## Start

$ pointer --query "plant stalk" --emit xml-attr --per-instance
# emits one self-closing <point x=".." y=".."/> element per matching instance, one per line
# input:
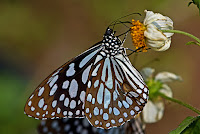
<point x="181" y="103"/>
<point x="184" y="33"/>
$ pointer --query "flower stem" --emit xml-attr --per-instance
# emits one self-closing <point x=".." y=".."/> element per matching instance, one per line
<point x="181" y="103"/>
<point x="184" y="33"/>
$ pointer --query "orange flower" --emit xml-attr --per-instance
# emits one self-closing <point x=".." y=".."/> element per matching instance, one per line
<point x="137" y="33"/>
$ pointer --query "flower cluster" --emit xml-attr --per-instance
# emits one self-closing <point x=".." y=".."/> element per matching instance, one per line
<point x="154" y="109"/>
<point x="149" y="33"/>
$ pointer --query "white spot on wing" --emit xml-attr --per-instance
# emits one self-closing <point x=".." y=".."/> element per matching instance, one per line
<point x="94" y="72"/>
<point x="116" y="111"/>
<point x="82" y="96"/>
<point x="107" y="98"/>
<point x="65" y="84"/>
<point x="41" y="103"/>
<point x="98" y="58"/>
<point x="72" y="104"/>
<point x="73" y="88"/>
<point x="71" y="70"/>
<point x="100" y="94"/>
<point x="96" y="111"/>
<point x="86" y="74"/>
<point x="53" y="90"/>
<point x="55" y="78"/>
<point x="87" y="58"/>
<point x="40" y="92"/>
<point x="105" y="116"/>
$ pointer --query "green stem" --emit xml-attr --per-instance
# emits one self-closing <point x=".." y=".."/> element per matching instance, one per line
<point x="184" y="33"/>
<point x="181" y="103"/>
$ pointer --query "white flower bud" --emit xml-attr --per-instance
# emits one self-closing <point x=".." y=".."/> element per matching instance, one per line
<point x="155" y="38"/>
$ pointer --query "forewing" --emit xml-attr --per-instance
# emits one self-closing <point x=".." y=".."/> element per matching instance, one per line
<point x="62" y="93"/>
<point x="115" y="93"/>
<point x="66" y="126"/>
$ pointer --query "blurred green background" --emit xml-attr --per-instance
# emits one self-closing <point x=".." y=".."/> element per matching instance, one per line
<point x="36" y="37"/>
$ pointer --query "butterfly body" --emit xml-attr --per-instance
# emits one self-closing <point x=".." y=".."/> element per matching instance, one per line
<point x="100" y="83"/>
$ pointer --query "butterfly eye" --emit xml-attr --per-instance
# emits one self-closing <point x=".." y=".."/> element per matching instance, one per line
<point x="109" y="32"/>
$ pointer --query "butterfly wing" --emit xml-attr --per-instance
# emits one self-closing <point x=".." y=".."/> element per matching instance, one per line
<point x="62" y="93"/>
<point x="82" y="126"/>
<point x="66" y="126"/>
<point x="116" y="92"/>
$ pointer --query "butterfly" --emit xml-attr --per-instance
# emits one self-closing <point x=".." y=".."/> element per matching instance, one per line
<point x="82" y="126"/>
<point x="100" y="84"/>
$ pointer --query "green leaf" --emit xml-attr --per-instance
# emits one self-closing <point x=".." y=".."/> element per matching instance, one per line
<point x="190" y="125"/>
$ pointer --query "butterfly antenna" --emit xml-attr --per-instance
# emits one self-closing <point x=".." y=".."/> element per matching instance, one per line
<point x="117" y="20"/>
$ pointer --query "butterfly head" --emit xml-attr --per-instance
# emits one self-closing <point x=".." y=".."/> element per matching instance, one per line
<point x="111" y="43"/>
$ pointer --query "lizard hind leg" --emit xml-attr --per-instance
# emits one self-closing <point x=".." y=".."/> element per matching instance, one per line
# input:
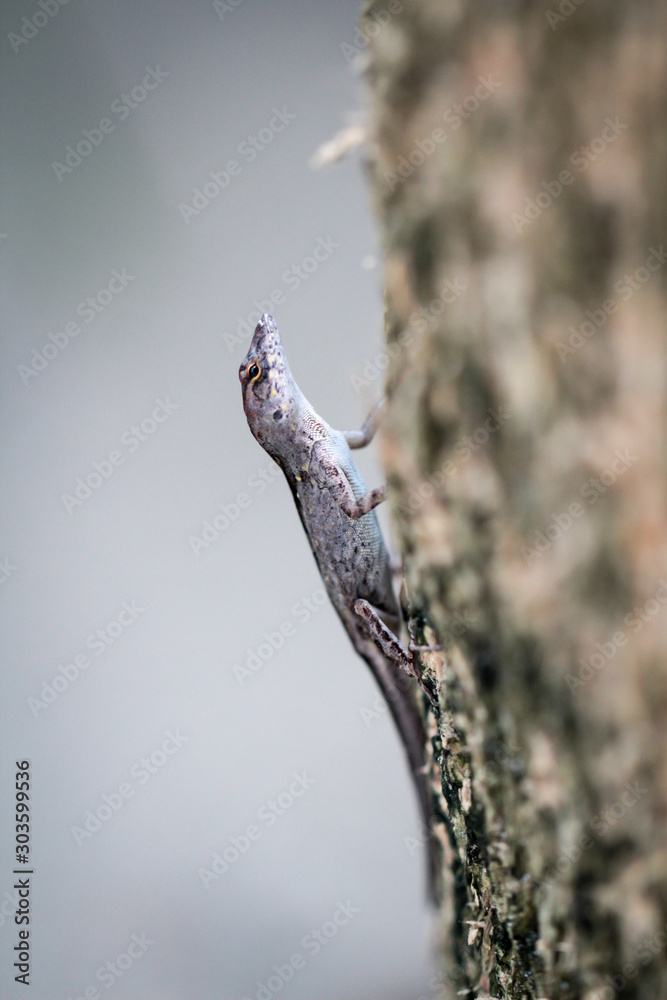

## End

> [What the task requires]:
Display each line of the data above that contains the string "stem". Treat uppercase and lowercase letters as different.

> [Full solution]:
$ pointer --query "flower stem" --emit xml-attr --per-instance
$ pointer --query "green stem" --emit xml-attr --per-instance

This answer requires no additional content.